Work to complete.
Copy each line exactly. Leave nothing out.

Dataset entries.
========================================

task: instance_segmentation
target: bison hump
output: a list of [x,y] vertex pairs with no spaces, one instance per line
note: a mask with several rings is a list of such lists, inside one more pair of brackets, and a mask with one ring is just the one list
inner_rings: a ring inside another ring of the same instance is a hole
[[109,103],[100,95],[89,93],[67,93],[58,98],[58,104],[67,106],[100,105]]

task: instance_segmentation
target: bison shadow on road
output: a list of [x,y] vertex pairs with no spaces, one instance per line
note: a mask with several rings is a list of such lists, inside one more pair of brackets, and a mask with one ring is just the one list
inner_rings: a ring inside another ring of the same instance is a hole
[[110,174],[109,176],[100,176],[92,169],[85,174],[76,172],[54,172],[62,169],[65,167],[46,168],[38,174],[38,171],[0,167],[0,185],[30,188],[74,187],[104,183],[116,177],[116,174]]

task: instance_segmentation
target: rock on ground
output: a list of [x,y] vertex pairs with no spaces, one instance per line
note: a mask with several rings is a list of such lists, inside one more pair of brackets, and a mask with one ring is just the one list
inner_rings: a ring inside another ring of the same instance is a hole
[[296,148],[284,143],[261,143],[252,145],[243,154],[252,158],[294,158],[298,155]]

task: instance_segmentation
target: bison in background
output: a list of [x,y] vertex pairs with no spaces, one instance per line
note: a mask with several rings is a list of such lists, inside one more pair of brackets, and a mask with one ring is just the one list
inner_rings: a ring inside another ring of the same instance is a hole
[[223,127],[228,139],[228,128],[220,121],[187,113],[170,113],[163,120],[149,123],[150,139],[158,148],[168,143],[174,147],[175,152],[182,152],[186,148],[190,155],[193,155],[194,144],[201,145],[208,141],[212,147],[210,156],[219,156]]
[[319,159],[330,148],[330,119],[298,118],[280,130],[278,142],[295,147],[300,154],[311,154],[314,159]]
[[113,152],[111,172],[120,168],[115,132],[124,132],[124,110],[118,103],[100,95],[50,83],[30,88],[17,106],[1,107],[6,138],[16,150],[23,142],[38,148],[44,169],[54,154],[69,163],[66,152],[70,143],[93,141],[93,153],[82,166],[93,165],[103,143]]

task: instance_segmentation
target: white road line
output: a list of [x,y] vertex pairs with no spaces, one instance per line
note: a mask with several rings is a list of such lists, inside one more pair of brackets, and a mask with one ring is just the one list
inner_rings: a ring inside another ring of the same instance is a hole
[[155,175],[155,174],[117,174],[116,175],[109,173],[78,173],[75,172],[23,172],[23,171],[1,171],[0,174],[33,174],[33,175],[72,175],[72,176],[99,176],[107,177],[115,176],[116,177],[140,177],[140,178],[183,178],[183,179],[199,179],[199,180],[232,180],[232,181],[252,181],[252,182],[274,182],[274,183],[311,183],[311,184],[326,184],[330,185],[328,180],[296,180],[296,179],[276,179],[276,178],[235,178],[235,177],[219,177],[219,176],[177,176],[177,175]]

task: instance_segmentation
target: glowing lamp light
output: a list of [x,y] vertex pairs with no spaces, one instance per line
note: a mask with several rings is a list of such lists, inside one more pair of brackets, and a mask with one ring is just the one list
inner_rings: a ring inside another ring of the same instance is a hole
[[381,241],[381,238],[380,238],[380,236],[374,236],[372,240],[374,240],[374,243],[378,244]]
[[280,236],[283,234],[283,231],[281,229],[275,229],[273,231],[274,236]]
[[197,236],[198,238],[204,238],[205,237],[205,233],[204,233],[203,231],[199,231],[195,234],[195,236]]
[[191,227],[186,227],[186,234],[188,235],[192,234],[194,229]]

========================================

Solution for this exercise.
task: instance_segmentation
target: bison hump
output: a list of [x,y] vertex pairs with no spaces, one instance per line
note: a mask with several rings is a list of such lists, inside one more pair of brackets, and a mask with one ring is just the one list
inner_rings: a ring inside another ring of the same instance is a hole
[[109,103],[100,95],[89,93],[67,93],[58,98],[58,104],[67,106],[100,105]]

task: instance_segmentation
target: bison shadow on road
output: a list of [x,y] vertex pairs with no spaces, one instance per line
note: a mask with several rings is a list of such lists, inside one more pair of brackets, and a mask with one ring is just the one list
inner_rings: a ring inside another ring of the same instance is a hole
[[110,174],[109,176],[100,176],[92,169],[85,174],[76,172],[54,172],[62,169],[65,167],[46,168],[38,174],[38,171],[0,167],[0,185],[30,188],[74,187],[104,183],[116,177],[116,174]]

task: instance_segmentation
target: rock on ground
output: a list of [x,y] vertex pairs with no spaces, one instance per line
note: a mask with several rings is a list of such lists, inside one more pair of brackets, and a mask with one ring is just the one list
inner_rings: a ring inside another ring of the same instance is a hole
[[296,148],[284,143],[261,143],[252,145],[243,154],[252,158],[294,158],[298,155]]

task: instance_segmentation
target: bison in background
output: a list of [x,y] vertex pairs with no spaces, one instance per line
note: a mask with several rings is a list of such lists, inside one more pair of brackets, and a mask with one ring is just the one list
inner_rings: a ring inside another ring of the same instance is a hole
[[223,127],[228,139],[228,128],[220,121],[187,113],[170,113],[163,120],[149,123],[150,139],[158,148],[168,143],[174,147],[175,152],[182,152],[186,148],[190,155],[193,155],[194,144],[201,145],[208,141],[212,147],[210,156],[219,156]]
[[319,159],[330,148],[330,119],[298,118],[280,130],[278,142],[295,147],[300,154],[311,154],[314,159]]
[[113,152],[111,172],[120,168],[115,132],[124,132],[124,110],[118,103],[100,95],[50,83],[30,88],[17,106],[1,107],[6,138],[16,150],[23,142],[38,148],[44,169],[54,154],[69,163],[66,152],[70,143],[93,141],[93,153],[82,166],[93,165],[103,143]]

task: instance_segmentation
target: white road line
output: a list of [x,y] vertex pairs with no spaces, one instance per line
note: a mask with several rings is a list of such lists, inside one more pair of brackets, and a mask with one ring is just the one list
inner_rings: a ring inside another ring of the same instance is a hole
[[155,175],[155,174],[117,174],[116,175],[109,173],[78,173],[75,172],[23,172],[23,171],[1,171],[0,174],[33,174],[33,175],[72,175],[72,176],[99,176],[107,177],[115,176],[116,177],[140,177],[140,178],[183,178],[183,179],[199,179],[199,180],[232,180],[232,181],[252,181],[252,182],[274,182],[274,183],[311,183],[311,184],[326,184],[330,185],[328,180],[296,180],[296,179],[276,179],[276,178],[235,178],[235,177],[219,177],[219,176],[177,176],[177,175]]

task: instance_segmentation
target: glowing lamp light
output: a list of [x,y] vertex pairs with no spaces, one instance per line
note: a mask with several rings is a list of such lists, inside one more pair of brackets, and a mask with one ring is just the one list
inner_rings: a ring inside another ring of the same instance is a hole
[[381,241],[381,238],[380,238],[380,236],[374,236],[372,240],[374,240],[374,243],[378,244]]
[[280,236],[283,234],[283,231],[281,229],[275,229],[273,231],[274,236]]
[[197,236],[198,238],[204,238],[205,237],[205,233],[204,233],[203,231],[199,231],[195,234],[195,236]]
[[191,227],[186,227],[186,234],[188,235],[192,234],[194,229]]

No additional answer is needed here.